Written exercise: Scan the records for the line containing "multicolored handbag ->"; extract it and all later lines, verbatim, through the end, and nothing before it.

Stored records:
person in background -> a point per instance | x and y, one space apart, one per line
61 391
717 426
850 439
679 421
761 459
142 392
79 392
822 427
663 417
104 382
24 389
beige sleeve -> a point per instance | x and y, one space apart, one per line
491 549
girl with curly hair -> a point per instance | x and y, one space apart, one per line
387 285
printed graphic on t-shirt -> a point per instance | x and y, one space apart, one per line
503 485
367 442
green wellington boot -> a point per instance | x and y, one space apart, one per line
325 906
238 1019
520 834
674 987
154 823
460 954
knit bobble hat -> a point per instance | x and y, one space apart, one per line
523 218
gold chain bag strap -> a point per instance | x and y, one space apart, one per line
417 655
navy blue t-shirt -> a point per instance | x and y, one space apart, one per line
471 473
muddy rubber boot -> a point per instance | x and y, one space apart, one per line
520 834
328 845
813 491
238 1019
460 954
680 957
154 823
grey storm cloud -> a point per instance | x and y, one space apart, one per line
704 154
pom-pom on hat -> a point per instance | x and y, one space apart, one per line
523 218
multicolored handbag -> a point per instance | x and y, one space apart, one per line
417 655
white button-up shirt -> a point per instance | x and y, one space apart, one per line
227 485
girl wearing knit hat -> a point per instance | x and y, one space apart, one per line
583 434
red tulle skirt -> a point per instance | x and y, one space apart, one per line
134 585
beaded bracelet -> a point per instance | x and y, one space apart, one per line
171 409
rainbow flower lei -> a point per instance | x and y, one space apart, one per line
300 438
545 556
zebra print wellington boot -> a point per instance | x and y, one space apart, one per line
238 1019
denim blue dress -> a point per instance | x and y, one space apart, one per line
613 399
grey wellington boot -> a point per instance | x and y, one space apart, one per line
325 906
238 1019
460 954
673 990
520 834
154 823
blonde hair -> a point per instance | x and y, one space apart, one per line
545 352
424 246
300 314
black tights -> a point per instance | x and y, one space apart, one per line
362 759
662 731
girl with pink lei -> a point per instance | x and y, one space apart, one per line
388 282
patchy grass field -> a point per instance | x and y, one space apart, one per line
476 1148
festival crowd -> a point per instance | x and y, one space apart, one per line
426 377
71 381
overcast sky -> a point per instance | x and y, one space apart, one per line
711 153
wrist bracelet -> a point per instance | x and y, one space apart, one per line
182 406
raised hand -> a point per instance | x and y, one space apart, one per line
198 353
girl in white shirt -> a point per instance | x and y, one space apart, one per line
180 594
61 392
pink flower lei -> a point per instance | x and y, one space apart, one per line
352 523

Complete response:
multicolored handbag -> a point per instance | x and y, one space apart, one per line
417 655
white button-up shirt -> a point per instance | x and y, one space apart, one per line
227 485
girl wearing knit hat -> a point per instance | x and y, one space apart, one per line
583 434
red tulle skirt -> a point per instance | x and y, one space apart, one per line
134 585
beaded bracelet -> a point per instance | x and y, one space apart, one per line
171 409
rainbow flower lei -> a point per instance | x and y, one space apart, one per line
300 438
545 556
zebra print wellington boot -> a point per instance | x and y, one space apart, one per line
238 1019
denim blue dress -> a point per instance | x and y, one space apart, one per line
613 399
grey wellington boot -> a point per instance | x and y, one space apart, one per line
325 906
238 1019
460 954
673 990
520 834
154 823
blonde hair -> a point per instance | x and y, one space apart, one per line
545 352
424 246
300 314
black tights -> a point per instance | x and y, one space apart, one per line
362 759
662 731
girl with pink lei -> a point per instance | x and y, one space apart, one per line
388 282
patchy grass field -> a point per instance | x and y, one space apart, one per line
476 1148
festival crowd -> a point per instance | x and y, one space apart, one per line
426 377
71 381
overcast sky -> a point per instance | x and y, one space apart, one per line
711 153
wrist bracelet -> a point per instance | x and y, one space apart, one per line
182 406
raised hand -> a point per instance | x and y, one space apart, one per line
198 353
girl in white shirt -> a point per instance | x and y, one space apart, one per line
180 594
61 392
pink flower lei -> a point per instance | x and y, one space apart, one per line
352 523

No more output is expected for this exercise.